Document extract:
□ □ □ □

I adore the author’s writing and the way she tells this story so stunningly. This book touched my heart, it made me laugh, and it made me tear up… more than once. It’s full of heart and a really great message, too. There’s so much I could tell you about that happens in the pages of this book, but I just want you to read it. I want you to meet these characters and fall in love with them just like I did. There’s more than one kind of lottery out there; and I love that this book is a reminder that, because of the people we love who love us back… we’ve already won.
Windfall is a book like none other I've read; it's such a unique concept. This isn't just a regular contemporary high school novel. There is so much more here than just a boy and a girl in high school. And Alice and Teddy are not typical contemporary characters. Yes, they're in high school; and yes, Alice is in love with her best friend; but those are the only similarities. Those are the constants. Because once Alice buys Teddy a winning lottery ticket for his birthday, everything else changes.
These characters. I'm honestly not sure where to begin on just how much I loved these characters. Alice is the best friend we've all always wanted; she's the most lovable, unannoying, genuine lead character I've found in a contemporary. She has such a beautiful heart and carries so much grief inside it; this is one of those cases where I feel the urge to climb inside the pages and tell the character everything is okay and that she deserves the world. Teddy was an incredibly enjoyable character and love interest. He brought humor where it was much needed and always managed to make Alice (and me) smile; but he carried grief of his own, and my heart broke for him, as well. Leo, however, may be my favorite. I firmly believe everyone needs to have a Leo at some point in their lives. He is the voice of reason and he's always looking out for Alice and Teddy, but he is also kind and caring and the sort of friend one is very lucky to find. And I'm so grateful he and Alice and Teddy had each other.

□ □ □ □

Available data:

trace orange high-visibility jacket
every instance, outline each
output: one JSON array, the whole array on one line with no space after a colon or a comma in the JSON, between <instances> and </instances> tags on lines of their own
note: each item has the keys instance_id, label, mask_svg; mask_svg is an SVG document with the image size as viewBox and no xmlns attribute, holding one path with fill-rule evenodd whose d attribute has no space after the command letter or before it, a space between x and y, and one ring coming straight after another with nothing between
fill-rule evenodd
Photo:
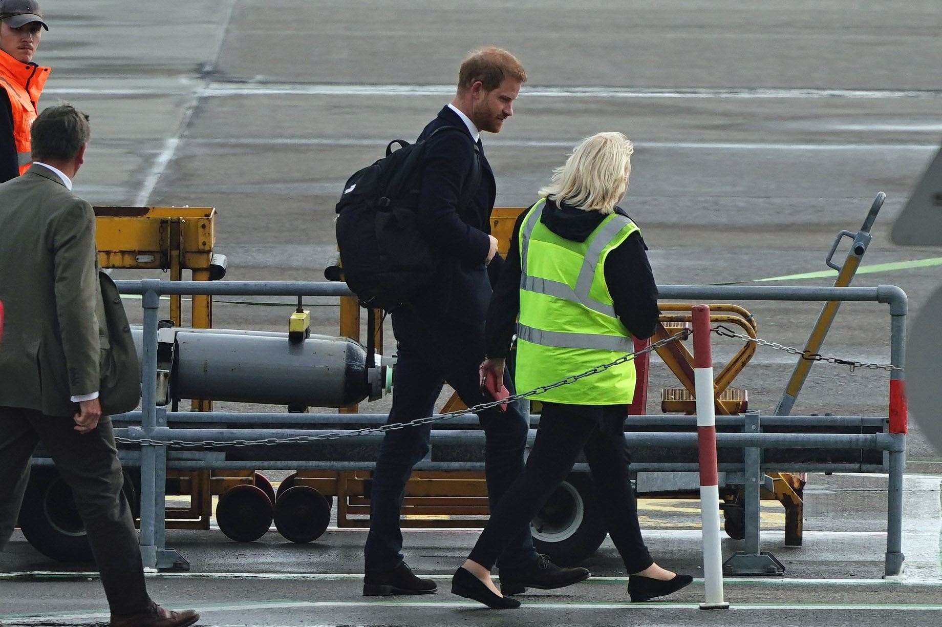
<instances>
[{"instance_id":1,"label":"orange high-visibility jacket","mask_svg":"<svg viewBox=\"0 0 942 627\"><path fill-rule=\"evenodd\" d=\"M16 144L21 174L29 170L29 164L33 162L29 127L36 119L36 105L48 77L49 68L35 63L21 63L0 50L0 88L7 91L13 113L13 142Z\"/></svg>"}]
</instances>

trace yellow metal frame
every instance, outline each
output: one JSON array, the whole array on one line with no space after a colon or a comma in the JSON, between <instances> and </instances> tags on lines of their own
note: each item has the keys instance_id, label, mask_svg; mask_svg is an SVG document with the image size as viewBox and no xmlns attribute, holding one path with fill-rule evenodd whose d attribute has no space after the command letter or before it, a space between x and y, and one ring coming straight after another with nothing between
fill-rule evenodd
<instances>
[{"instance_id":1,"label":"yellow metal frame","mask_svg":"<svg viewBox=\"0 0 942 627\"><path fill-rule=\"evenodd\" d=\"M102 268L160 269L172 281L189 270L194 281L208 281L216 245L216 209L209 206L96 206L95 240ZM193 296L191 324L213 326L210 296ZM183 324L182 299L171 296L170 317ZM211 401L194 399L194 411L210 411ZM187 495L188 507L168 507L168 527L208 529L212 496L224 491L224 483L251 483L252 473L234 470L168 470L169 495ZM220 484L219 482L223 482Z\"/></svg>"}]
</instances>

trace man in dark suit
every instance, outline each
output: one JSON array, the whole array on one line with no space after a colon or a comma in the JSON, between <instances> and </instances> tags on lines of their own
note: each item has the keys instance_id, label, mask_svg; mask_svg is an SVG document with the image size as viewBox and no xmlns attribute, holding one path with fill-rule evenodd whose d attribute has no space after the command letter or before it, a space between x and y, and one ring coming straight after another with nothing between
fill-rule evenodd
<instances>
[{"instance_id":1,"label":"man in dark suit","mask_svg":"<svg viewBox=\"0 0 942 627\"><path fill-rule=\"evenodd\" d=\"M422 131L429 140L416 216L436 260L436 274L412 303L392 312L398 341L395 393L389 422L430 416L447 383L468 406L492 400L481 392L478 367L484 356L484 320L492 279L499 272L497 240L490 217L496 196L494 173L484 157L480 131L499 133L513 114L513 101L527 80L520 62L499 48L472 53L462 64L458 92ZM477 157L476 157L477 155ZM479 159L479 180L475 159ZM469 186L478 186L477 190ZM462 203L467 195L469 200ZM505 378L512 388L510 377ZM528 421L512 403L507 411L481 412L485 475L492 506L523 469ZM403 560L399 512L413 468L430 450L429 426L390 431L383 439L370 491L370 530L365 546L364 594L427 594L435 583L416 577ZM521 528L501 556L501 587L555 588L589 576L585 569L560 569L533 548Z\"/></svg>"},{"instance_id":2,"label":"man in dark suit","mask_svg":"<svg viewBox=\"0 0 942 627\"><path fill-rule=\"evenodd\" d=\"M112 627L185 627L147 594L108 416L140 400L137 355L114 283L98 267L95 216L72 192L88 116L50 107L33 123L33 165L0 185L0 551L42 443L75 497Z\"/></svg>"}]
</instances>

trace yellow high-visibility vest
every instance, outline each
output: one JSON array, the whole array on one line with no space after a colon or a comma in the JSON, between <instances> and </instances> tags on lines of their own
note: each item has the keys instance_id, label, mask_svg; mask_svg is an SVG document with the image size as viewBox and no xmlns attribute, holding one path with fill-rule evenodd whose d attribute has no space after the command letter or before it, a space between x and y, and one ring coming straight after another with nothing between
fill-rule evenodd
<instances>
[{"instance_id":1,"label":"yellow high-visibility vest","mask_svg":"<svg viewBox=\"0 0 942 627\"><path fill-rule=\"evenodd\" d=\"M515 383L518 392L560 381L634 351L615 316L605 282L609 253L636 231L628 218L606 216L585 241L550 231L540 220L545 198L520 227L520 317ZM635 364L627 361L576 383L533 396L566 404L629 404Z\"/></svg>"}]
</instances>

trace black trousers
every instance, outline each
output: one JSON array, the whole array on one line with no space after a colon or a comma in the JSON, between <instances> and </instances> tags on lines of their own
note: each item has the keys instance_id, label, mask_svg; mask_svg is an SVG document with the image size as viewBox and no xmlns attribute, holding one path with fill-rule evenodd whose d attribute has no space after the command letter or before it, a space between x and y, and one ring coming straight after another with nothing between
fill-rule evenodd
<instances>
[{"instance_id":1,"label":"black trousers","mask_svg":"<svg viewBox=\"0 0 942 627\"><path fill-rule=\"evenodd\" d=\"M150 607L138 531L122 492L124 477L111 421L82 435L72 418L0 407L0 552L13 533L29 480L29 458L42 442L75 497L112 614Z\"/></svg>"},{"instance_id":2,"label":"black trousers","mask_svg":"<svg viewBox=\"0 0 942 627\"><path fill-rule=\"evenodd\" d=\"M478 375L484 358L483 323L470 326L439 322L434 316L414 310L398 310L392 315L398 359L388 422L430 416L445 382L469 407L493 400L481 394ZM509 375L504 383L512 389ZM497 407L481 412L478 419L485 434L484 473L493 509L523 470L529 423L518 404L511 404L506 412ZM409 427L390 431L384 437L370 490L370 526L365 549L367 571L391 569L403 561L399 528L402 499L413 468L429 454L430 431L430 426ZM536 561L529 519L508 528L502 549L500 564L504 568L520 568Z\"/></svg>"},{"instance_id":3,"label":"black trousers","mask_svg":"<svg viewBox=\"0 0 942 627\"><path fill-rule=\"evenodd\" d=\"M642 538L638 504L628 480L625 415L625 405L544 403L527 468L491 512L469 558L493 569L515 530L540 511L584 450L595 498L625 568L634 573L654 564Z\"/></svg>"}]
</instances>

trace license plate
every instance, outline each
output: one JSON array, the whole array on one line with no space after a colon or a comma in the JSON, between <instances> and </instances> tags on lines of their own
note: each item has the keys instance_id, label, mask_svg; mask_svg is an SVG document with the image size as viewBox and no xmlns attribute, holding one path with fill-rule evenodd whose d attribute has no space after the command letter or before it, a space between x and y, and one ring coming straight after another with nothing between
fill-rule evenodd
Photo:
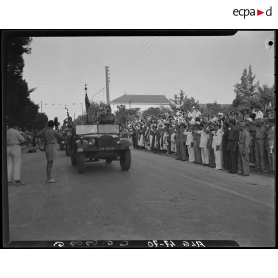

□ □ □ □

Action item A: From the Windfall review, extract the passage starting at "I adore the" and ending at "we’ve already won.".
Action item B: Condense the paragraph of the Windfall review that opens with "Windfall is a book like none other" while keeping its main facts.
The entries have no connection to the Windfall review.

Expected output A:
I adore the author’s writing and the way she tells this story so stunningly. This book touched my heart, it made me laugh, and it made me tear up… more than once. It’s full of heart and a really great message, too. There’s so much I could tell you about that happens in the pages of this book, but I just want you to read it. I want you to meet these characters and fall in love with them just like I did. There’s more than one kind of lottery out there; and I love that this book is a reminder that, because of the people we love who love us back… we’ve already won.

Expected output B: Windfall has a unique concept and offers more than a regular contemporary high school novel. Alice and Teddy are in high school, and Alice loves her best friend, but otherwise they are not typical contemporary characters. Everything else changes once Alice buys Teddy a winning lottery ticket for his birthday.